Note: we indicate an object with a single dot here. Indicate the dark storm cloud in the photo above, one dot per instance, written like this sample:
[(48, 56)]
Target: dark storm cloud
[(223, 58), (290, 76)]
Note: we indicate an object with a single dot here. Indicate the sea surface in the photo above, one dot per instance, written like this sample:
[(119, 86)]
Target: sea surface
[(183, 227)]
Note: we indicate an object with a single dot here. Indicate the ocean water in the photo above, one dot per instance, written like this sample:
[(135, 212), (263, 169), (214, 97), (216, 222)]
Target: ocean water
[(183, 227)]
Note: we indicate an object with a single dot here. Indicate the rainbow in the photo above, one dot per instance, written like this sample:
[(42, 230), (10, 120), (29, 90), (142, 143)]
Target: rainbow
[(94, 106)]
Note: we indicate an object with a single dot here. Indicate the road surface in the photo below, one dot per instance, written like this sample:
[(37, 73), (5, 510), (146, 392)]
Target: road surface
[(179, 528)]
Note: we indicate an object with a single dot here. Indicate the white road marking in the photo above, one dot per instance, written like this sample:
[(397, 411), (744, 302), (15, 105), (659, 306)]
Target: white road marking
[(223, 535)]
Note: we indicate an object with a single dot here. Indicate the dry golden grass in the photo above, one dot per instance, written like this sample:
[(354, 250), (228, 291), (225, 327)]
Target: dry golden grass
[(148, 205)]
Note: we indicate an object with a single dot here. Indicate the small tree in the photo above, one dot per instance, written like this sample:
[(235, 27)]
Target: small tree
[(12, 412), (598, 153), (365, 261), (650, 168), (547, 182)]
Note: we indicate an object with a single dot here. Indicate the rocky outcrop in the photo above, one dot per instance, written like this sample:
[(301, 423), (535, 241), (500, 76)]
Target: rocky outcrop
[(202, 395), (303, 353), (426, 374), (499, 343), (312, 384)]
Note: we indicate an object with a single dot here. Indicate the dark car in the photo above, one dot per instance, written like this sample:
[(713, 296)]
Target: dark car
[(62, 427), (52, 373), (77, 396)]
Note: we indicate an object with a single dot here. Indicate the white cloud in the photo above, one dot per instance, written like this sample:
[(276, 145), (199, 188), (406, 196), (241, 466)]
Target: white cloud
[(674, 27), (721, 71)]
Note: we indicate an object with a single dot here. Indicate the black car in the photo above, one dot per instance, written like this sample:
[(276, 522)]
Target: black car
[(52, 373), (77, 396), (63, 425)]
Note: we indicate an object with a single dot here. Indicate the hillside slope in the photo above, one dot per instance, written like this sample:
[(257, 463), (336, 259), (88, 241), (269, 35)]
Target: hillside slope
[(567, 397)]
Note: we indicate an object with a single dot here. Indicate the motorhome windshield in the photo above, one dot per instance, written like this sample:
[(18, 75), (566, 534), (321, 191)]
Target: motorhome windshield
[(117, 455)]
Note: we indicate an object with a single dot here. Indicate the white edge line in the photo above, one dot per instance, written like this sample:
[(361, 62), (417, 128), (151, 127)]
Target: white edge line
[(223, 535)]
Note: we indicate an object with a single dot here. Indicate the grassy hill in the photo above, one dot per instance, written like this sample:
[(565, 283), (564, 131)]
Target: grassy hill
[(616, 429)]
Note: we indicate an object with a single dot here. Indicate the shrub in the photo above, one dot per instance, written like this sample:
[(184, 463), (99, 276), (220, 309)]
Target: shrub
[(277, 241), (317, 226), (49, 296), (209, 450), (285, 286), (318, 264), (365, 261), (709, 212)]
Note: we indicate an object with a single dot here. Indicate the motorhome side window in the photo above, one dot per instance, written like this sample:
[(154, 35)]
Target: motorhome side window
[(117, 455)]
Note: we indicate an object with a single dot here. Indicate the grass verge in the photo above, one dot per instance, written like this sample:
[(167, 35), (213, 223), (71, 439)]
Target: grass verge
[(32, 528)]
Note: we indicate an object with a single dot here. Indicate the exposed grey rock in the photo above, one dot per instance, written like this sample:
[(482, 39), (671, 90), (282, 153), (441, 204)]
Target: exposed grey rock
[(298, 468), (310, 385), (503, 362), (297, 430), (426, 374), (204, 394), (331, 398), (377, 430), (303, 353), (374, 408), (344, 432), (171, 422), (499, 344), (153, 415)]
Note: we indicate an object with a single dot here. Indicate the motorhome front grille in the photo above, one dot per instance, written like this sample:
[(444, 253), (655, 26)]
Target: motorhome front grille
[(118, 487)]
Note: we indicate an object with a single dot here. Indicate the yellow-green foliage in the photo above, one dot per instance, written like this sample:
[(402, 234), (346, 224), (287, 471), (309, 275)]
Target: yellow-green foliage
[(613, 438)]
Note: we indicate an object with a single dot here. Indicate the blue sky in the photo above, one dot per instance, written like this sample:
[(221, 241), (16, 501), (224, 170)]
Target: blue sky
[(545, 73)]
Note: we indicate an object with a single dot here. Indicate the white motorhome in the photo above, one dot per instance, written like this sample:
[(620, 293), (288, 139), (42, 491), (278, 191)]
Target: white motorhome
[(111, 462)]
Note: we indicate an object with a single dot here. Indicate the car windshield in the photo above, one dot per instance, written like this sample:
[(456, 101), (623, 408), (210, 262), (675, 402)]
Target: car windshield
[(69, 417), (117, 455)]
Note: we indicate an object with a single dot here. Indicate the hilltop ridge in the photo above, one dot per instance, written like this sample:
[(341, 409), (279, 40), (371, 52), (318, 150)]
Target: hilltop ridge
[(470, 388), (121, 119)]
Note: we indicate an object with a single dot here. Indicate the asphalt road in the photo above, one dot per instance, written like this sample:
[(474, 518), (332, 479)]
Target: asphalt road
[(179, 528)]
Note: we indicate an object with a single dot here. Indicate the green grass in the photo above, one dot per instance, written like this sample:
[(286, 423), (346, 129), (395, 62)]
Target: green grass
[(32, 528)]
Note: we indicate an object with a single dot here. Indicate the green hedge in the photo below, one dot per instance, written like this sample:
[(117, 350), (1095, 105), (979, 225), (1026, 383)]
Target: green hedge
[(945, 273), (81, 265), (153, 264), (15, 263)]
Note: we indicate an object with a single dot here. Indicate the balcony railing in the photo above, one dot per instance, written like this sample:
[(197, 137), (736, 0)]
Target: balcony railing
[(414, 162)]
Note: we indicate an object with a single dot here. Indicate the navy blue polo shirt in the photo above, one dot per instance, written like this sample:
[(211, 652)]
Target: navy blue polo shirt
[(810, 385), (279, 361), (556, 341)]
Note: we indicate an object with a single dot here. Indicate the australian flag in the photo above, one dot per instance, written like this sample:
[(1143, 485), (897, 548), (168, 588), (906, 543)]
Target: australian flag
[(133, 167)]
○ ○ ○ ○ ○
For this exercise, output exactly the lines above from the line with "Indicate the dry" to the line with "[(276, 145), (199, 188), (406, 196), (241, 466)]", counting both, and leave out the rest.

Note: we indicate an object with a single dot here. Indicate the dry golden grass in the photo above, one dot per instance, written like this sample:
[(354, 250), (228, 291), (225, 327)]
Target: dry golden grass
[(148, 205)]
Note: we indicate an object with a single dot here. Indicate the small tree in the photo above, one dot per instance, written like this sample:
[(235, 27)]
Target: small tree
[(12, 412), (598, 153), (365, 261), (650, 168), (547, 182)]
Note: we indicate an object with a single dot here. Indicate the rocky outcrop in the photo above, one dot per instance, written like this sample:
[(301, 423), (535, 241), (500, 76)]
Target: rocky outcrop
[(202, 395), (303, 353), (426, 374), (499, 343), (312, 384)]
Note: we indicate an object with a single dot here. Indicate the dark car in the photo above, one dot per instance, written like this sample:
[(713, 296)]
Target: dark car
[(62, 427), (52, 373), (77, 396)]
Note: we indicate an object with a single dot here. Indicate the white cloud in the photo above, one dot per instance, written like this sample:
[(276, 145), (199, 188), (406, 196), (241, 466)]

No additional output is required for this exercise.